___ Input data ___

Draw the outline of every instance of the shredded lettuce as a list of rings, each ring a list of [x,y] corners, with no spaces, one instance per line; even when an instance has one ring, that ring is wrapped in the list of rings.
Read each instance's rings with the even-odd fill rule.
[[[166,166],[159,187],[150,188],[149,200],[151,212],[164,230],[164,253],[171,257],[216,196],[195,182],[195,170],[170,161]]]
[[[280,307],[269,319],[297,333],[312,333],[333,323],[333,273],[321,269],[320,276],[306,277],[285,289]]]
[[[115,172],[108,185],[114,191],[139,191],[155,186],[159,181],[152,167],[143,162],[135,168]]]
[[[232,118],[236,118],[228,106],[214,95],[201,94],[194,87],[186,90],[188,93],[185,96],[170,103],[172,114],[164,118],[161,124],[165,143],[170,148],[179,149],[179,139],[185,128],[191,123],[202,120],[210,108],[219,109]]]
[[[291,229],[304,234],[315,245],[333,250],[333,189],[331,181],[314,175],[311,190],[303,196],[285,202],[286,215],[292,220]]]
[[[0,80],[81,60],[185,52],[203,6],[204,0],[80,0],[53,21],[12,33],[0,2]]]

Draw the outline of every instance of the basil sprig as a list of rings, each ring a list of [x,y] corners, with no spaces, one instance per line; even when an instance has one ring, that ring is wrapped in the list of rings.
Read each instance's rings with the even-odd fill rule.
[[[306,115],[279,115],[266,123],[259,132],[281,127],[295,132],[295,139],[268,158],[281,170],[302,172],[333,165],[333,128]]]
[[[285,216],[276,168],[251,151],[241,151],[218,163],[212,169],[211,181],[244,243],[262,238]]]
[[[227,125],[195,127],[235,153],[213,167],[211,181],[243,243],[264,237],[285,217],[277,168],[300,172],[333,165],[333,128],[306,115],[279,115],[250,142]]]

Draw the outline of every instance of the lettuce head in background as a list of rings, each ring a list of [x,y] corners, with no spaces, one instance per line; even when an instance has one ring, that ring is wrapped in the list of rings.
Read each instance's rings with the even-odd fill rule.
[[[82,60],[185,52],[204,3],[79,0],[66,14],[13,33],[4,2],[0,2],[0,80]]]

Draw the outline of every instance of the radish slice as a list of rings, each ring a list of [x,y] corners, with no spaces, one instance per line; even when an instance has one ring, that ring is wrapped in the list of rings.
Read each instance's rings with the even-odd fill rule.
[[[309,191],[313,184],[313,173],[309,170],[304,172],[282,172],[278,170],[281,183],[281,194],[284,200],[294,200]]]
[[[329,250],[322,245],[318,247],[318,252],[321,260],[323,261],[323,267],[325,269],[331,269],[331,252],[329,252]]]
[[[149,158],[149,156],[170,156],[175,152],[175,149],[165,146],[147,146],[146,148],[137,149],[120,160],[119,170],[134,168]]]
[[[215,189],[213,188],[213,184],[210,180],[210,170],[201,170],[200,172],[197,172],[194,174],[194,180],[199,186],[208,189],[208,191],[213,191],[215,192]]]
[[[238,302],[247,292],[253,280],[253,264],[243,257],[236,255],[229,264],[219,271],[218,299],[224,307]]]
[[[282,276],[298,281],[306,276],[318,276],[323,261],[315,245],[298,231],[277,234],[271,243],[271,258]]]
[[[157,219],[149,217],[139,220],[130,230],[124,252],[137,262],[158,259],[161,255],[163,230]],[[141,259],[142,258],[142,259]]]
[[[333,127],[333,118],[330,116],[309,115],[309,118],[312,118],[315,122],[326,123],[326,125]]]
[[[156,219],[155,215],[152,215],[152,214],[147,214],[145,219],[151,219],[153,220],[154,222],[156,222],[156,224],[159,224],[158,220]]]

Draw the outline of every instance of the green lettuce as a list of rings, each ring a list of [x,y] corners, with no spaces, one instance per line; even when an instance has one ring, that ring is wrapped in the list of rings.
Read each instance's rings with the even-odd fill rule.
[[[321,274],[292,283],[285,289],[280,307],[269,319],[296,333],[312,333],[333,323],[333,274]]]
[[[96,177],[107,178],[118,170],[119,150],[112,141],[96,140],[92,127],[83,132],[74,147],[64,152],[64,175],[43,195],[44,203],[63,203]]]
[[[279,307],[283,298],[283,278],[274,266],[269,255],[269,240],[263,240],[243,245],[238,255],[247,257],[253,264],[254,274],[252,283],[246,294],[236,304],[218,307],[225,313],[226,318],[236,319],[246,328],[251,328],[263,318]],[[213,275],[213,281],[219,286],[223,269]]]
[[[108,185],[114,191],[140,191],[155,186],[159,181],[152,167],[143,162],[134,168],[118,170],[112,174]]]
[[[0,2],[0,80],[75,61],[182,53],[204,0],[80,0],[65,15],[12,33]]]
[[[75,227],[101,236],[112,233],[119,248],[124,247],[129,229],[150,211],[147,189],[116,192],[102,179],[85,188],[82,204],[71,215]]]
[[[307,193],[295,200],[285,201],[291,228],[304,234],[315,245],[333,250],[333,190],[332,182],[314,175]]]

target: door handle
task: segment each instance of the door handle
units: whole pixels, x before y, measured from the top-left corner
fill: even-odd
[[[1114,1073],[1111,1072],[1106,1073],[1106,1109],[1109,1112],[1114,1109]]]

___

• _What is expected_
Reproduce the data. Keep it exact.

• _Solution_
Draw the outline of every instance of the shredded lettuce as a list of rings, each ring a list of [x,y] corners, with no spaces, one instance per line; even when an instance has one ring, that ring is wrapped in the list of rings.
Read each instance's rings with the even-odd fill rule.
[[[166,166],[159,187],[150,188],[149,200],[151,212],[164,230],[164,253],[171,257],[216,196],[195,182],[195,170],[170,161]]]
[[[280,307],[269,319],[297,333],[312,333],[333,323],[333,273],[321,269],[320,276],[306,277],[285,289]]]
[[[115,172],[108,185],[114,191],[139,191],[155,186],[159,181],[152,167],[143,162],[135,168]]]
[[[232,118],[236,118],[228,106],[214,95],[201,94],[194,87],[186,90],[188,93],[185,96],[170,103],[172,114],[164,118],[161,124],[165,143],[170,148],[179,149],[179,139],[185,128],[191,123],[202,120],[210,108],[219,109]]]
[[[291,229],[304,234],[315,245],[333,250],[333,189],[331,181],[314,175],[311,190],[303,196],[285,202],[286,215],[292,220]]]
[[[0,80],[81,60],[185,52],[203,6],[204,0],[80,0],[53,21],[12,33],[0,2]]]

Draw the outline of every instance of the basil sprig as a list of rings, each ring a list of [x,y] corners, with no spaces, one instance per line; even when an instance has one ring, that ring is wrapped in the list of rings.
Read each instance's rings with the even-odd fill rule.
[[[306,115],[279,115],[266,123],[259,132],[281,127],[295,132],[295,139],[268,158],[281,170],[302,172],[333,165],[333,128]]]
[[[285,216],[276,168],[251,151],[241,151],[218,163],[212,169],[211,181],[244,243],[262,238]]]
[[[227,125],[195,127],[235,153],[213,167],[211,181],[243,243],[264,237],[285,217],[277,168],[300,172],[333,165],[333,128],[306,115],[279,115],[250,142]]]

Draw the outline of every instance of the lettuce head in background as a list of rings, each ring a list of [x,y] corners, with no spaces, one instance per line; even when an instance has one ring, that ring is wrapped in the list of rings.
Read each instance's rings with the even-odd fill rule.
[[[82,60],[185,52],[204,3],[79,0],[66,14],[13,33],[4,2],[0,2],[0,80]]]

Draw the outline of every instance of the radish slice as a list of rings, each ring a list of [x,y] corners, with no spaces, one instance per line; even when an instance has one ring, that ring is wrapped in the list of rings.
Read each instance's rings with the even-odd fill rule.
[[[309,191],[313,184],[313,173],[309,170],[304,172],[282,172],[278,170],[281,183],[281,194],[284,200],[294,200]]]
[[[329,250],[322,245],[318,247],[318,252],[321,260],[323,261],[323,267],[325,269],[331,269],[331,252],[329,252]]]
[[[149,158],[149,156],[170,156],[175,152],[175,149],[165,146],[147,146],[146,148],[137,149],[120,160],[119,170],[134,168]]]
[[[215,189],[213,188],[213,184],[210,180],[210,170],[201,170],[200,172],[197,172],[194,174],[194,180],[199,186],[208,189],[208,191],[213,191],[215,192]]]
[[[238,302],[247,292],[253,280],[253,264],[243,257],[236,255],[229,264],[219,271],[218,299],[224,307]]]
[[[282,276],[298,281],[306,276],[318,276],[323,261],[315,245],[298,231],[277,234],[271,243],[271,258]]]
[[[157,219],[149,217],[139,220],[130,230],[124,252],[137,262],[158,259],[161,255],[163,230]],[[141,259],[142,258],[142,259]]]
[[[333,127],[333,118],[330,116],[309,115],[309,118],[312,118],[315,122],[326,123],[326,125]]]
[[[156,219],[155,215],[152,215],[152,214],[147,214],[145,219],[151,219],[153,220],[154,222],[156,222],[156,224],[159,224],[158,220]]]

Draw the outline of every instance of the green lettuce as a list of rings, each ring a list of [x,y] corners, with no spaces, one instance per line; even when an instance has one ring, that ring is wrapped in the list of rings.
Read each instance's rings with the even-odd fill rule.
[[[321,274],[292,283],[285,289],[280,307],[269,319],[296,333],[312,333],[333,323],[333,274]]]
[[[96,177],[107,178],[118,170],[119,150],[112,141],[96,140],[92,127],[83,132],[74,147],[64,152],[64,175],[43,195],[44,203],[63,203]]]
[[[279,307],[283,298],[283,278],[274,266],[269,255],[269,240],[263,240],[243,245],[238,255],[247,257],[253,264],[254,274],[252,283],[246,294],[236,304],[218,307],[225,313],[226,318],[236,319],[246,328],[251,328],[263,318]],[[213,275],[213,281],[219,286],[223,269]]]
[[[108,185],[114,191],[140,191],[155,186],[159,181],[152,167],[143,162],[134,168],[118,170],[112,174]]]
[[[0,2],[0,80],[75,61],[182,53],[204,0],[80,0],[65,15],[12,33]]]
[[[75,227],[101,236],[112,233],[119,248],[124,247],[129,229],[150,211],[147,189],[116,192],[102,179],[85,188],[82,204],[71,215]]]
[[[307,193],[295,200],[285,201],[291,228],[304,234],[315,245],[333,250],[333,190],[332,182],[314,175]]]

target: door handle
task: segment each instance of the door handle
units: whole pixels, x before y, measured from the top-left corner
fill: even-odd
[[[1114,1073],[1111,1072],[1106,1073],[1106,1109],[1109,1112],[1114,1109]]]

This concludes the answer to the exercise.